PROBLEMS AND TASKS:
• 1. In the blog post on FAIR data, what position does Jane Lomax hold at Scibite?
• 2. Write the next part of the blog post on FAIR data, picking up after its last sentence.

SUPPLIED TEXT:
____
FAIR data – Ten simple rules to FAIRify your data
 

Image and link to LinkedIn profile of blog author Jane Lomax

In the fourth and final blog in this series Scibite’s Head of Ontologies, Jane Lomax, shares her top 10 simple rules to start and progress your FAIR data journey.

Aerial View Of Sandy Beach With Tourists Swimming In Beautiful Clear Sea Water

In the previous blogs in this series, we’ve explained why you need FAIR data, how ontologies help you develop a FAIR infrastructure, and how FAIR principles provide a means to get value from your data.

In the fourth and final blog in this series Scibite’s Head of Ontologies, Jane Lomax, shares her top 10 simple rules to start and progress your FAIR data journey.

1. Survey your ontology landscape

Rather than reinventing the wheel, it’s important to find out what’s already being used in your organization. This might be the pre-existing use of a public ontology or maybe a simple internal list of project or assay names. Once you’ve identified these, it’s important to make them accessible to everyone who needs to use them. Essentially: start with something useful, centralize it, and then build it out.
____
Saved entries
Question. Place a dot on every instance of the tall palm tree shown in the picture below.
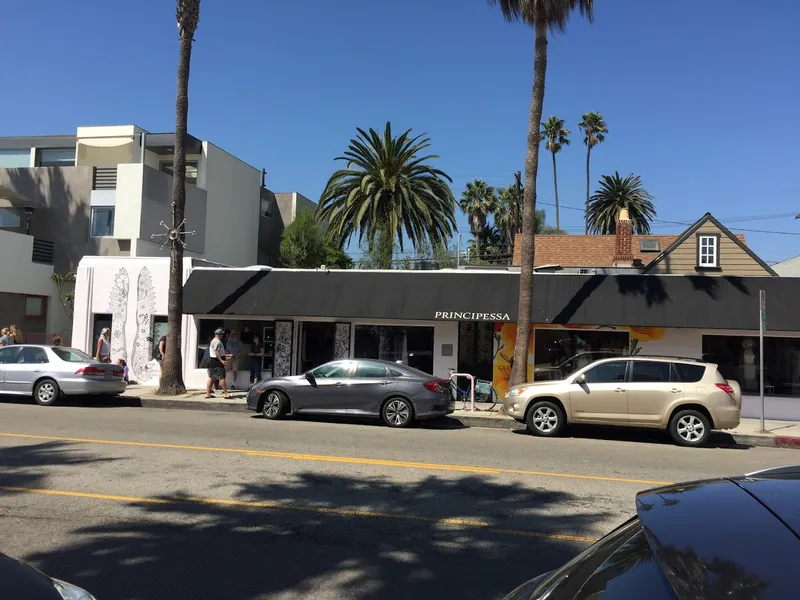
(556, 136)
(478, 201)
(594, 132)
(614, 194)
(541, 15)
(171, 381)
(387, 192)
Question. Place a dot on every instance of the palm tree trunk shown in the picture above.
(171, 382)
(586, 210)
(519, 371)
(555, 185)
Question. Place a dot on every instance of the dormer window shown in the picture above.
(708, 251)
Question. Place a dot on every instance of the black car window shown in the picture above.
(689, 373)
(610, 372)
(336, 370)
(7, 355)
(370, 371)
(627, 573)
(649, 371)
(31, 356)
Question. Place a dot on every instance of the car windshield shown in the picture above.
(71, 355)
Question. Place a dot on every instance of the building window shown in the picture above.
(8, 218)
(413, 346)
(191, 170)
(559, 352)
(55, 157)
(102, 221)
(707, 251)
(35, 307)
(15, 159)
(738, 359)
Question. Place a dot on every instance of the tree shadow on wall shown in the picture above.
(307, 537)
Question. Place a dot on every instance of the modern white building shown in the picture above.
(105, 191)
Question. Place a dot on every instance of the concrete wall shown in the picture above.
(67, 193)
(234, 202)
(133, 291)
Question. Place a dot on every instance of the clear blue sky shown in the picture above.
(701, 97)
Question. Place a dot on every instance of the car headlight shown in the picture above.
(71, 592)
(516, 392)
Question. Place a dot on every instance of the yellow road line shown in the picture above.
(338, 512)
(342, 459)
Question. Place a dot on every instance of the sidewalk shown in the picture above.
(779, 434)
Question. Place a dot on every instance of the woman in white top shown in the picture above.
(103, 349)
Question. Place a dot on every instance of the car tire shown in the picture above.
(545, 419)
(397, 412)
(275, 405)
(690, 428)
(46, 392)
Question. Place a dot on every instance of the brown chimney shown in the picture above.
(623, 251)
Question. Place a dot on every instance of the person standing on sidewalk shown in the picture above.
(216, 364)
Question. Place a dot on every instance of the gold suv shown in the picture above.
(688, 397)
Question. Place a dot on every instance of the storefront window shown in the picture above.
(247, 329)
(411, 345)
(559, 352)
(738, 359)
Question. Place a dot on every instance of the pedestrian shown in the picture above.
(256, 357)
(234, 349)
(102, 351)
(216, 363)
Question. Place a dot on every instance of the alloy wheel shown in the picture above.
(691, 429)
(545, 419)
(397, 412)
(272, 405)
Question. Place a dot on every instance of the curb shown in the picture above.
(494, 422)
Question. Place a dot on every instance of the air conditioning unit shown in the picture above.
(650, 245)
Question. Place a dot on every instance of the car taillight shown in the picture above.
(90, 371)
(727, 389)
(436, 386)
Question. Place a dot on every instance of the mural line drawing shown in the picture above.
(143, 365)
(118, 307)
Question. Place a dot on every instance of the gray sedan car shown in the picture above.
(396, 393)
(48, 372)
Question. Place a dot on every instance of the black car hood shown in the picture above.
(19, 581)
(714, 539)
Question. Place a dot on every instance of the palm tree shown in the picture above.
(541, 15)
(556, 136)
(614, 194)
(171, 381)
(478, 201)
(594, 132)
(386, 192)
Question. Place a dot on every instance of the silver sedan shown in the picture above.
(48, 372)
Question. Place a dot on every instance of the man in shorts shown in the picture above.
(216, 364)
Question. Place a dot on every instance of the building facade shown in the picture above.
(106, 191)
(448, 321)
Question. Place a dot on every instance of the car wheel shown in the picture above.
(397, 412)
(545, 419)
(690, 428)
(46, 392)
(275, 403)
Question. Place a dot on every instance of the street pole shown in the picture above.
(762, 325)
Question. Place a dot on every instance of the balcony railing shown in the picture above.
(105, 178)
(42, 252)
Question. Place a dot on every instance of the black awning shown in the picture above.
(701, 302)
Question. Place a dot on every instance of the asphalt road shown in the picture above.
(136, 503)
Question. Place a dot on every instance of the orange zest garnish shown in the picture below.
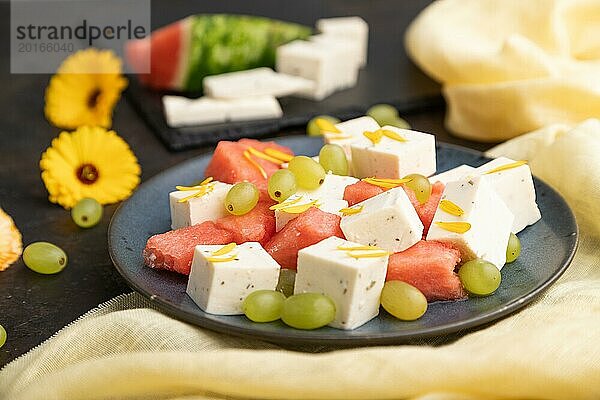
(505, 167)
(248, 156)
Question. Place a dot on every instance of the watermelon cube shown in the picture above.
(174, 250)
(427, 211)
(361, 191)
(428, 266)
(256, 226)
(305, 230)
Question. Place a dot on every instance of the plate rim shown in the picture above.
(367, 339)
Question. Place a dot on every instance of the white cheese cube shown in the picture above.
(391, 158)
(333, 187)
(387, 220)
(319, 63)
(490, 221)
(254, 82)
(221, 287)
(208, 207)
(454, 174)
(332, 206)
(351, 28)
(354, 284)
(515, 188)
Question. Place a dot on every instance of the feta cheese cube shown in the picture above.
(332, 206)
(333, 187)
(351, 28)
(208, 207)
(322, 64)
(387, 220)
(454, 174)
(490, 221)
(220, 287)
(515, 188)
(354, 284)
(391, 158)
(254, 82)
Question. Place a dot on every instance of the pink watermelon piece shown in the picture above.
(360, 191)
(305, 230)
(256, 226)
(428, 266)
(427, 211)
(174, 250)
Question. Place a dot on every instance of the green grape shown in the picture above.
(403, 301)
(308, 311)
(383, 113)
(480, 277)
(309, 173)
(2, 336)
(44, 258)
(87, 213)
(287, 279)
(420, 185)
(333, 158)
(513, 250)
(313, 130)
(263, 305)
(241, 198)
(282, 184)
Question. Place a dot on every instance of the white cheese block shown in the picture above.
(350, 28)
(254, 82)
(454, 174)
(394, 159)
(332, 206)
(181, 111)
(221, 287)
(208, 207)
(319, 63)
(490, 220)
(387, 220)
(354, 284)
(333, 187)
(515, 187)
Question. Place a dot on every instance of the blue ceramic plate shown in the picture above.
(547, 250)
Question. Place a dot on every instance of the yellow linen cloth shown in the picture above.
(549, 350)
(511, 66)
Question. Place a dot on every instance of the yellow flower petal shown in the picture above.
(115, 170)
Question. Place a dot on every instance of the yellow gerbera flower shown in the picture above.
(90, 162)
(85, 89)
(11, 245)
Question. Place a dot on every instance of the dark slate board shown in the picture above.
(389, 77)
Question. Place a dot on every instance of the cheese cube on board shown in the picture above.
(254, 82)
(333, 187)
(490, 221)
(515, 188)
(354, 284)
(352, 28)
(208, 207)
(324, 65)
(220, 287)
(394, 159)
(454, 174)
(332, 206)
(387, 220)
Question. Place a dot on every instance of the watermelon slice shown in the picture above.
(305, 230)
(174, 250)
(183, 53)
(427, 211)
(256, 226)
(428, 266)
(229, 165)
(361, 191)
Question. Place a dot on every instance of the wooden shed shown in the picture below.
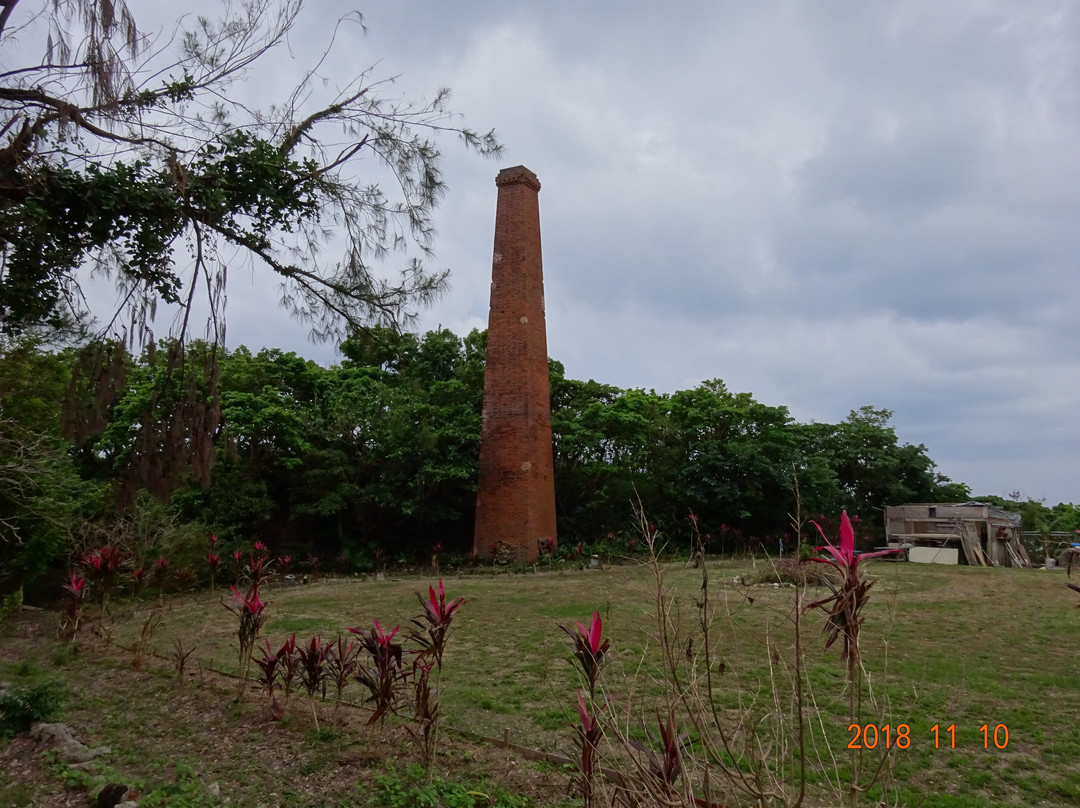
____
PER-TASK OUTPUTS:
• 1. Head of Ontologies

• 2.
2. Decide on your metadata

While this might seem to be diving straight into the details, based on our experience with many ontology management projects, it’s important to get this right from the outset. Even if it’s only in a more general way, it’s easier to define how URIs (Uniform Resource Identifiers) should be structured to start with rather than have to change things later on.

relationships and annotation properties

Fair Blog series: Figure 6: Examples of Structured URLs

Figure 1: Examples of Structured URLs

Similarly, it’s good to define which relationships will be encapsulated in your ontology and which annotation properties to include, such as the definition, and synonyms to include.

If that sounds a bit daunting, don’t worry, we can provide expertise and guidance to get you started.

3. Rebuild, Reuse, Recycle

You should aim to only create new ontology terms if there’s no other option – it makes much more sense to use what is available already. While there might not be a perfect ontology in the public domain for your particular purpose, it’s possible to bring together the relevant parts of other ontologies to create an application ontology.

A great example of this is the Experimental Factor Ontology (EFO) which is designed for the annotation of Omics experiments. Rather than starting from scratch, EFO pulls in branches or classes from other ontologies, such as the Human Phenotype Ontology (HPO) and Gene Ontology (GO), and then, if needed, additional EFO-specific terms are layered on top.

Fair Blog series: Figure 7: Experimental Factor Ontology Brings Together Branches from Other Ontologies

Figure 2: Rather than starting from scratch, the Experimental Factor Ontology brings together branches from other ontologies.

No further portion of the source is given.